Given exercise -> Please write out all the items below again with their wording unchanged, but multiply every bounding-box coordinate in the answers by 1.55 and round each to a whole number, with halves rounded up. Leave the pictures out of your reply.
┌─ Provided material
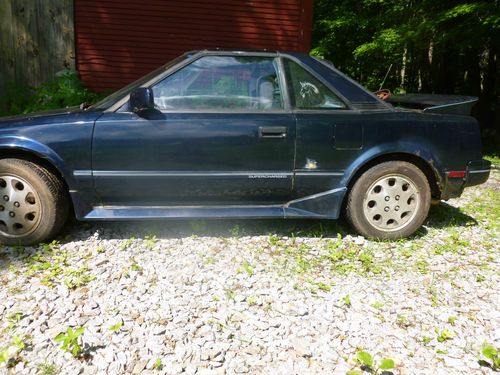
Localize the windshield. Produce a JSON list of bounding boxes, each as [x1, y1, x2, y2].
[[91, 52, 193, 109]]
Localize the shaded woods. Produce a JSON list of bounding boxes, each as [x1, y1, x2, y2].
[[312, 0, 500, 153]]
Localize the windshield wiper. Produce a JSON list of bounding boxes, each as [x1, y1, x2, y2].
[[80, 102, 90, 111]]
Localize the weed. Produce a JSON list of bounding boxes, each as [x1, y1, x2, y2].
[[342, 294, 351, 307], [224, 288, 236, 301], [63, 265, 96, 289], [396, 314, 411, 328], [36, 362, 57, 375], [153, 358, 163, 371], [54, 327, 84, 358], [314, 281, 332, 292], [108, 322, 123, 332], [0, 335, 29, 367], [481, 342, 500, 371], [144, 235, 158, 250], [347, 350, 395, 375], [435, 328, 455, 342], [246, 296, 257, 306], [130, 258, 143, 274]]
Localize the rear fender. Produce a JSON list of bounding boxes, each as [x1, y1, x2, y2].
[[341, 141, 445, 187]]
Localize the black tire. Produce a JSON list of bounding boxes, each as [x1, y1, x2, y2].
[[0, 159, 69, 245], [345, 161, 431, 240]]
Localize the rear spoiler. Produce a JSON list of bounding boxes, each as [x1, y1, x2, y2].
└─
Result of the exercise ->
Localize the windshield. Produce a JSON list of bounding boxes, each as [x1, y1, x2, y2].
[[141, 81, 299, 169]]
Localize the shaded woods. Produce a JSON list of bounding boxes, each as [x1, y1, x2, y2].
[[484, 0, 775, 237]]
Localize the windshield wiper. Produce a JSON list of bounding boxes, each as [x1, y1, x2, y2].
[[124, 158, 140, 172]]
Localize the weed. Produce a JSON list of bounding boxes, each as [x1, y1, x2, y2].
[[530, 456, 544, 476], [347, 446, 366, 467], [98, 411, 149, 448], [614, 487, 637, 508], [56, 561, 88, 581], [237, 555, 253, 575], [84, 507, 130, 555], [487, 436, 515, 453], [167, 499, 191, 515], [0, 519, 45, 569], [746, 530, 775, 575], [223, 364, 245, 388], [538, 543, 612, 581], [674, 508, 705, 530], [381, 459, 398, 474], [202, 400, 222, 425]]
Localize the rear fender. Produce a JSON list of bounding boxes, each as [x1, y1, x2, y2].
[[529, 219, 690, 290]]
Localize the black tire. Produce a JSON list of bounding boxes, each as [x1, y1, x2, y2].
[[0, 246, 107, 380], [535, 250, 668, 372]]
Localize the rear spoiler. Produce a JSON list of bounding boxes, each as [x1, y1, x2, y2].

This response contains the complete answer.